Which lines in the records below contain the word "uniform"? Filter them out and copy each one.

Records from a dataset
#####
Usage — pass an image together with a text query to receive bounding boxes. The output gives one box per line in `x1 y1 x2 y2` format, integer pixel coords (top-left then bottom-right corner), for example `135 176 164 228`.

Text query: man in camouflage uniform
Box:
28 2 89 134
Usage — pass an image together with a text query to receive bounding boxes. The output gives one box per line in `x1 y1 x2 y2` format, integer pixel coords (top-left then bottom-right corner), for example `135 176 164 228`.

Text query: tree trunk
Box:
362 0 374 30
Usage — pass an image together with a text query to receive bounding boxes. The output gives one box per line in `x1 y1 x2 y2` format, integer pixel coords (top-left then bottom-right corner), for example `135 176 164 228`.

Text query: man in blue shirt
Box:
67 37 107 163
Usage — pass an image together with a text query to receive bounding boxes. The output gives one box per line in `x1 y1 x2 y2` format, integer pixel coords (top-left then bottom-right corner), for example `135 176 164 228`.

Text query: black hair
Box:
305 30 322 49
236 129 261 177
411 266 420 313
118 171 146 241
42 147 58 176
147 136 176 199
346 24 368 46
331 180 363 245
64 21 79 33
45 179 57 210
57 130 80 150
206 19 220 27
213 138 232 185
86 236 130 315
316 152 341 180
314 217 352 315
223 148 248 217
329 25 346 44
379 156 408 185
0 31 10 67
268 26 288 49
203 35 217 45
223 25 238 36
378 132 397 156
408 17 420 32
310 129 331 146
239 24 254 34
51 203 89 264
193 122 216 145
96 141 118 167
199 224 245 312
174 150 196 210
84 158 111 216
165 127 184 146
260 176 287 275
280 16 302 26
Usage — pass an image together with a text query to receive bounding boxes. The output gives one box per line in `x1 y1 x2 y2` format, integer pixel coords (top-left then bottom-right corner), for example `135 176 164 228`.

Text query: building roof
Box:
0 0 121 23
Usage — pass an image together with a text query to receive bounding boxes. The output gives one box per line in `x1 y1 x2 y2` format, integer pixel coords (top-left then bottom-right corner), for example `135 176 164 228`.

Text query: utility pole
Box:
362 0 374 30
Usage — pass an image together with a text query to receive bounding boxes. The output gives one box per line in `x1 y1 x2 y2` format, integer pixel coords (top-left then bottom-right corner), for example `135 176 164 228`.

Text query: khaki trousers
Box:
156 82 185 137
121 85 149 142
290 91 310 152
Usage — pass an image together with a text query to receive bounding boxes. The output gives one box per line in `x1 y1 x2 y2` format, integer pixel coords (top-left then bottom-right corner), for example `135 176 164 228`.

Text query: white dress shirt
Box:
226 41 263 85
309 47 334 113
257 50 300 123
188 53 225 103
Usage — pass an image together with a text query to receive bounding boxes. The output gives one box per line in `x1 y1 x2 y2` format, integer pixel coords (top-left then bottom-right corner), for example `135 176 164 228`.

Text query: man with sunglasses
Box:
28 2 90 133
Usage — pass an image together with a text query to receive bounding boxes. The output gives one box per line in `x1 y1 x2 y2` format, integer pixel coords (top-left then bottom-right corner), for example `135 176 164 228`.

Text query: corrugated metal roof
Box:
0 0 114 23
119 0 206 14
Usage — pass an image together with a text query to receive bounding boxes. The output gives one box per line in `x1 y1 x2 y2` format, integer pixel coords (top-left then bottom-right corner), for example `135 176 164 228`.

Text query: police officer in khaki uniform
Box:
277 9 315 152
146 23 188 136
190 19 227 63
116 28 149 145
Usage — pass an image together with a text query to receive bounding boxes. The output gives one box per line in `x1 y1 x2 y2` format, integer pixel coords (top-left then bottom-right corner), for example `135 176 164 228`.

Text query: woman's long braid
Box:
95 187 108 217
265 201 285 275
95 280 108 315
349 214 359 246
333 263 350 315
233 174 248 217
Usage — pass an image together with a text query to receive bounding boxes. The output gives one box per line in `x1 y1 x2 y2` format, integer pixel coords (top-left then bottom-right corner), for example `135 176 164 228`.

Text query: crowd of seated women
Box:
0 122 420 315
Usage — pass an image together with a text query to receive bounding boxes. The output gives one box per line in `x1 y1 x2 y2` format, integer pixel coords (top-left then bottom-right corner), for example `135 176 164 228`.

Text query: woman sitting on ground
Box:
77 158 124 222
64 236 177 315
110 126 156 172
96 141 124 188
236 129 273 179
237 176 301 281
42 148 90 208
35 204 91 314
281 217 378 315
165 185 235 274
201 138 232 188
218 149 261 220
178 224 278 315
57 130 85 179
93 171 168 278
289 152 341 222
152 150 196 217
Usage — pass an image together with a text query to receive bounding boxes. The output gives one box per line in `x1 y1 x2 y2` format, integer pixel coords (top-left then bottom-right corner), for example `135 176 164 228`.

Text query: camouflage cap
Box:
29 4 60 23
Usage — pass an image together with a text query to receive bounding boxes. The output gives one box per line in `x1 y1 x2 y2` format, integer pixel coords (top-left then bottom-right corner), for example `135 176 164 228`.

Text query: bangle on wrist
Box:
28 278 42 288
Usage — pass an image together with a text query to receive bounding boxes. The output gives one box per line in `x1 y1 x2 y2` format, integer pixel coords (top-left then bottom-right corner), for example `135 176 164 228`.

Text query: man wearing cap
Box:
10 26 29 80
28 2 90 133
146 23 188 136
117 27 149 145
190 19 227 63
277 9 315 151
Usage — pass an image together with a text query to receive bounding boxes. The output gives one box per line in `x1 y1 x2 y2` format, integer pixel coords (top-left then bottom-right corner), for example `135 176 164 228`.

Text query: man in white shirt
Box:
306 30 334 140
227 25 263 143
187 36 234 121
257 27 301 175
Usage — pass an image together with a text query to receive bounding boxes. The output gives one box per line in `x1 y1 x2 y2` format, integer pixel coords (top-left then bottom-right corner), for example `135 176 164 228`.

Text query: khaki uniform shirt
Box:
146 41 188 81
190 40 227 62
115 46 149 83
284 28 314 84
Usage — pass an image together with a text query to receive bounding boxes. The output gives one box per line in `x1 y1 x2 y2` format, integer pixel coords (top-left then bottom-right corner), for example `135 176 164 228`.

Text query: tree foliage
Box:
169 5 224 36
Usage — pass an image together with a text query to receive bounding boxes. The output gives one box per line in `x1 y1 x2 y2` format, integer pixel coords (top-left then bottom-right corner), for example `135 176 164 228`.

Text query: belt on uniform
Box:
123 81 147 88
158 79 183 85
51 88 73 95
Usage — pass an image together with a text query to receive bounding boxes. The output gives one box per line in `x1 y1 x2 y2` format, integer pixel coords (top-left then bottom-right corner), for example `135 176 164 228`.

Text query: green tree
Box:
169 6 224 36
#####
- Output of the exercise -
Text query: man in camouflage uniform
Text query: police officer in khaki uniform
Text query: khaki uniform shirt
Text query: belt on uniform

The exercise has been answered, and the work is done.